Source document
================================
Daily Reflection
September 17th, 2008
by

Robert P. Heaney

John A. Creighton University Professor
Click here for a photo of and information on this writer.

This reading is a favorite at wedding liturgies. It seems to overflow with emotion and warm fuzzies. Rightly understood, however, it is instead hard-edged and tough. Paul is not talking about couples head-over-heels in romantic love. He is talking about what transforms a group of individualists into one body – the body of Christ – empowered to be Christ for the world. In the verses just preceding today’s reading, Paul describes the various gifts the members of that body have and exercise – teaching, prophecy, healing, and others – gifts in which the Corinthians took pride. Then he tells us that the greatest gift is none of these. It is, instead, love.

But the English word “love” is a poor translation of the Greek word that Paul uses. A better translation would be “self-giving”. Listen to the soaring phrases again, but substitute “self-giving”.
================================
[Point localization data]

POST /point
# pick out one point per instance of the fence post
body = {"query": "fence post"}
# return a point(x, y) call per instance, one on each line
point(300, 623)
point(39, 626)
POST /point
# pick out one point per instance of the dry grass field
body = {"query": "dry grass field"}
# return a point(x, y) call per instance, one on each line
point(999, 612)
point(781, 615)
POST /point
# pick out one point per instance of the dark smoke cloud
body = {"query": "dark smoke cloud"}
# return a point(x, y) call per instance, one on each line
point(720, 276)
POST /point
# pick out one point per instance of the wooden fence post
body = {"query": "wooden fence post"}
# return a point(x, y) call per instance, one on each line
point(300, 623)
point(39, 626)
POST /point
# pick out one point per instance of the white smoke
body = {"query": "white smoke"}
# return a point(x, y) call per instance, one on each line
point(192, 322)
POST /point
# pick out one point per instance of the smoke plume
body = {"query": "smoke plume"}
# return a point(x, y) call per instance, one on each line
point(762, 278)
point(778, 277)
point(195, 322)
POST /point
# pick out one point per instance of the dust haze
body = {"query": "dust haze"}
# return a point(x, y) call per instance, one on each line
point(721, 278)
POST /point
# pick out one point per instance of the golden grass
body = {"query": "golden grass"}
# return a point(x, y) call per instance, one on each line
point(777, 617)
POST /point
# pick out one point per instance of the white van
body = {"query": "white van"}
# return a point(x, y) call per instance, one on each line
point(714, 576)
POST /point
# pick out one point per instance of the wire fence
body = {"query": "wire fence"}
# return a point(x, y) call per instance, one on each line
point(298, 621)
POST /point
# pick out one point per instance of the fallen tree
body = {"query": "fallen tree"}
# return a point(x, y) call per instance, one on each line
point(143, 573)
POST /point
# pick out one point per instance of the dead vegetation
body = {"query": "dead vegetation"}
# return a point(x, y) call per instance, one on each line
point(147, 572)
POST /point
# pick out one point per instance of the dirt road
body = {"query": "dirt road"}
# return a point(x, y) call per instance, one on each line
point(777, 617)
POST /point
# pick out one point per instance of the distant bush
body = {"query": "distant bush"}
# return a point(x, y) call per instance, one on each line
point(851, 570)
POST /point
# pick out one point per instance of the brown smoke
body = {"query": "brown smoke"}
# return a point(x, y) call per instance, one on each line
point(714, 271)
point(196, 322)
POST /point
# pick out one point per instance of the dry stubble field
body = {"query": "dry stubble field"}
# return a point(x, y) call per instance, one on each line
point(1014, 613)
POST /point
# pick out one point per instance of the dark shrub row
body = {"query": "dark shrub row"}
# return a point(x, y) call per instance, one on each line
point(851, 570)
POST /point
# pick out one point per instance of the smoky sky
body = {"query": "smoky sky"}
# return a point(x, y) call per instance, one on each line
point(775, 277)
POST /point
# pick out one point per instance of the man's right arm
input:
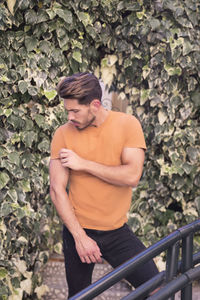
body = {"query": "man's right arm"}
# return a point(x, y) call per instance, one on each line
point(86, 247)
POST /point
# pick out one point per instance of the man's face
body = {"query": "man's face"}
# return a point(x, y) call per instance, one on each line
point(81, 116)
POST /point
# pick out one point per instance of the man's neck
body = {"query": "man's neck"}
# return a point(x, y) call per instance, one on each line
point(100, 117)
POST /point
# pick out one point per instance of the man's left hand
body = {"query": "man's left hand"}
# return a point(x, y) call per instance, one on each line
point(70, 159)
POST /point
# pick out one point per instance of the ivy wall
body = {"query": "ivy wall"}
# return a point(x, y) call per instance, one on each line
point(148, 51)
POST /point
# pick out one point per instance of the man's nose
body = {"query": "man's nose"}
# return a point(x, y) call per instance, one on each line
point(70, 116)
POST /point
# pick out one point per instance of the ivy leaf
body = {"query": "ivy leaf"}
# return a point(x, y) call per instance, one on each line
point(50, 95)
point(30, 43)
point(4, 178)
point(64, 14)
point(77, 56)
point(11, 4)
point(23, 86)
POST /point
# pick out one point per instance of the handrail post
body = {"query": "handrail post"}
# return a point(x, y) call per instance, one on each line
point(187, 263)
point(172, 263)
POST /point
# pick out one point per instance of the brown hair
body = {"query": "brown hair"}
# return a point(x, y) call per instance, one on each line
point(83, 87)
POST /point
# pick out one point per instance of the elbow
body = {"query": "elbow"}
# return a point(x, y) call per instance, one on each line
point(133, 181)
point(54, 194)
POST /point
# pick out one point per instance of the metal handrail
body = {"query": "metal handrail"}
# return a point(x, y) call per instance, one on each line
point(170, 243)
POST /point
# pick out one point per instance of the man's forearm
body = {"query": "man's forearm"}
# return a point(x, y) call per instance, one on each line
point(121, 175)
point(86, 247)
point(66, 212)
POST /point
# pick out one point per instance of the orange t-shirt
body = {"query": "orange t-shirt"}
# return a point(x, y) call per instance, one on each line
point(98, 204)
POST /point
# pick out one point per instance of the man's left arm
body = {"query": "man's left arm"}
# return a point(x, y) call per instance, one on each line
point(126, 174)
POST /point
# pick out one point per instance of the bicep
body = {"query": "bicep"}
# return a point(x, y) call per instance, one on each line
point(134, 157)
point(59, 175)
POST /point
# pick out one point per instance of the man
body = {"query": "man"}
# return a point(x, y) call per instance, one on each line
point(99, 154)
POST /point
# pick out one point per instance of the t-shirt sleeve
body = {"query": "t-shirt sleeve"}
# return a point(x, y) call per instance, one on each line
point(57, 144)
point(134, 136)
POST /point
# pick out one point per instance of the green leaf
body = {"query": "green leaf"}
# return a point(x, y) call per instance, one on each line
point(25, 185)
point(31, 17)
point(11, 4)
point(50, 95)
point(23, 86)
point(33, 91)
point(4, 178)
point(29, 137)
point(77, 56)
point(3, 273)
point(154, 23)
point(85, 18)
point(44, 146)
point(30, 43)
point(14, 158)
point(64, 14)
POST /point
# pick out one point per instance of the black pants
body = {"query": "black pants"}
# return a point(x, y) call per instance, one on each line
point(117, 246)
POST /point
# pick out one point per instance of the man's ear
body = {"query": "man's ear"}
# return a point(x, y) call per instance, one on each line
point(96, 104)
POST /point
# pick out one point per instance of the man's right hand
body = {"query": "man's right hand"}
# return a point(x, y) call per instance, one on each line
point(88, 250)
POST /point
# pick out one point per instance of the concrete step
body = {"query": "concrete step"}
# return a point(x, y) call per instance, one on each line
point(54, 278)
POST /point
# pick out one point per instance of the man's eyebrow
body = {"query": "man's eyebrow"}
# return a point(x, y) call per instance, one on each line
point(75, 109)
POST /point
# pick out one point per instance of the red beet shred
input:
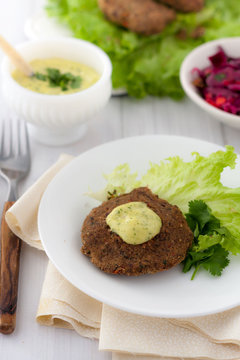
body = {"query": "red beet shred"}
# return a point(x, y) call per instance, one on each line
point(219, 83)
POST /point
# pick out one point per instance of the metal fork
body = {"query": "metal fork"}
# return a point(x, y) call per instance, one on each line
point(14, 165)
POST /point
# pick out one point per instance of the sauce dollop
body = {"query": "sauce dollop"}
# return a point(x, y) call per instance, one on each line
point(88, 76)
point(134, 222)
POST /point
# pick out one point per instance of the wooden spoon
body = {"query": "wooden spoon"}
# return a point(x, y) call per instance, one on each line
point(15, 57)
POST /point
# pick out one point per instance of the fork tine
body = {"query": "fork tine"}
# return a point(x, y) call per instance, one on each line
point(2, 139)
point(18, 137)
point(27, 140)
point(11, 150)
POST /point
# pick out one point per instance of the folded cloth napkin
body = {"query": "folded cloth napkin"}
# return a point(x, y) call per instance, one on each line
point(128, 336)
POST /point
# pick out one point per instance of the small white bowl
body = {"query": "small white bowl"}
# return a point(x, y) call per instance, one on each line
point(59, 119)
point(198, 58)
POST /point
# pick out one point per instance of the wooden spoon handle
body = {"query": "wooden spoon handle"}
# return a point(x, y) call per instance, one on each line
point(15, 57)
point(10, 256)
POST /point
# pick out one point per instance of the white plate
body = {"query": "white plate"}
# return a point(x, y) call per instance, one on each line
point(64, 207)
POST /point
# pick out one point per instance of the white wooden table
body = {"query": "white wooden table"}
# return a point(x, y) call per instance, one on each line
point(122, 117)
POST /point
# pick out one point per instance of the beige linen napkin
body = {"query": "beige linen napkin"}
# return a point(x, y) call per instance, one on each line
point(209, 337)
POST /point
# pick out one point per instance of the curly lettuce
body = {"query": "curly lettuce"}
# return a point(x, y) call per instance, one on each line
point(148, 65)
point(180, 182)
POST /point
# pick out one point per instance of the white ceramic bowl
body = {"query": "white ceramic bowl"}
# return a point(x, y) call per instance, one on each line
point(199, 58)
point(58, 119)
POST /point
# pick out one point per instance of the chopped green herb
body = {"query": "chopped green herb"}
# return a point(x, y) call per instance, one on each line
point(58, 79)
point(209, 250)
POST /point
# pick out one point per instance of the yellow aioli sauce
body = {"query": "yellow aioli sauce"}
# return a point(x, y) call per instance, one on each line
point(88, 75)
point(134, 222)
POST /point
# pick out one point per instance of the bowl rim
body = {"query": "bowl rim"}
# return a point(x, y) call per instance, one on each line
point(106, 74)
point(189, 88)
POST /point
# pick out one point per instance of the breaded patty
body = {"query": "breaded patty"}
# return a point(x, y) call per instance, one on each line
point(111, 254)
point(142, 16)
point(185, 5)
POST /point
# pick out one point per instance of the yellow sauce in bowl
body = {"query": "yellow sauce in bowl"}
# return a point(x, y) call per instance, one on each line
point(88, 76)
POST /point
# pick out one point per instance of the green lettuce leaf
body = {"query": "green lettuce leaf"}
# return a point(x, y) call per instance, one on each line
point(148, 65)
point(179, 182)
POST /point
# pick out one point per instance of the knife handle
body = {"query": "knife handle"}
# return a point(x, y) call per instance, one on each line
point(10, 256)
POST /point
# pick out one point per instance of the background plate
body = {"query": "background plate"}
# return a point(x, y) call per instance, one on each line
point(64, 206)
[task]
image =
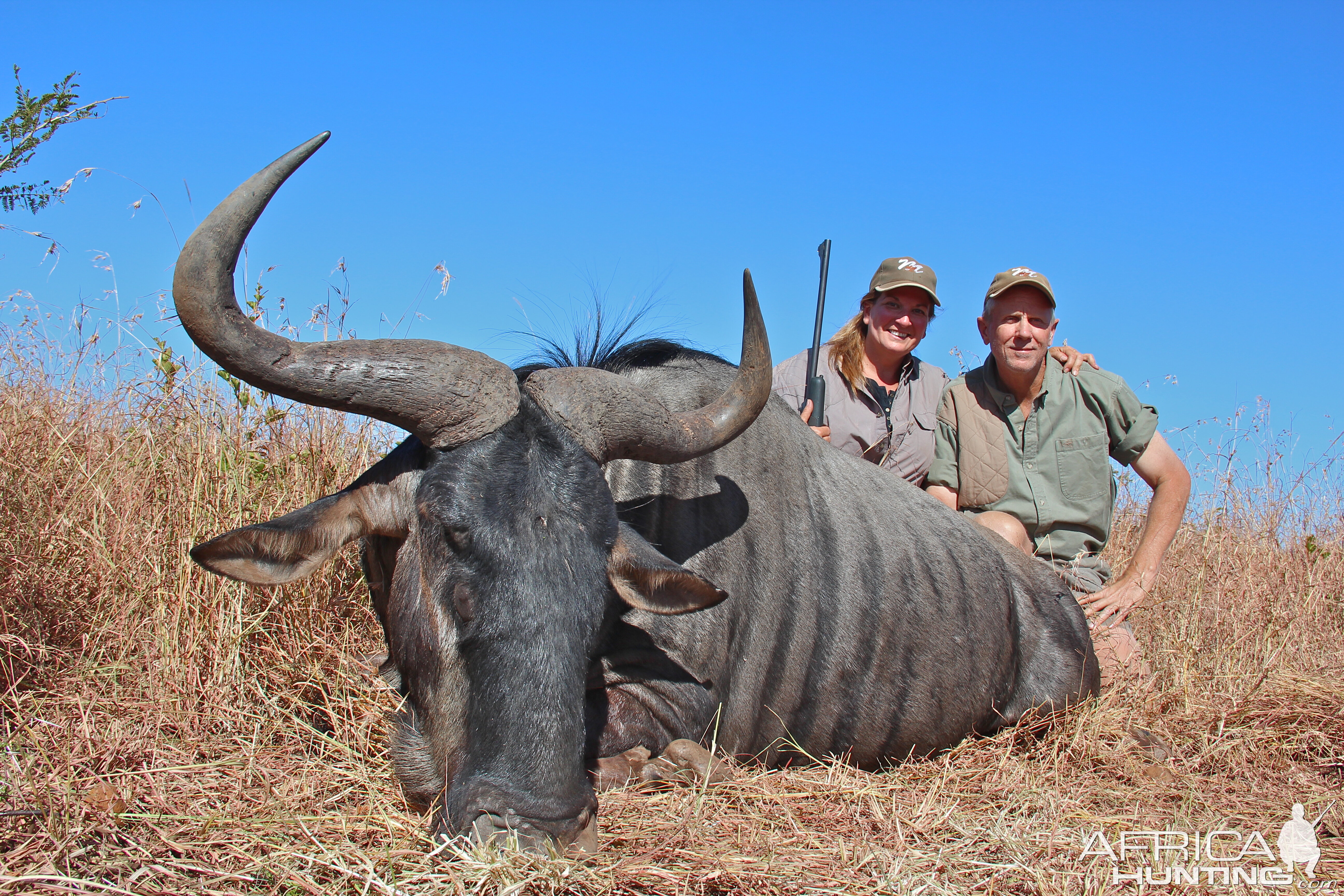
================================
Requirement
Edit the daily reflection from "Robert P. Heaney" up to and including "is, instead, love.", changing every "body" in that passage to "community".

Answer for the task
Robert P. Heaney

John A. Creighton University Professor
Click here for a photo of and information on this writer.

This reading is a favorite at wedding liturgies. It seems to overflow with emotion and warm fuzzies. Rightly understood, however, it is instead hard-edged and tough. Paul is not talking about couples head-over-heels in romantic love. He is talking about what transforms a group of individualists into one community – the community of Christ – empowered to be Christ for the world. In the verses just preceding today’s reading, Paul describes the various gifts the members of that community have and exercise – teaching, prophecy, healing, and others – gifts in which the Corinthians took pride. Then he tells us that the greatest gift is none of these. It is, instead, love.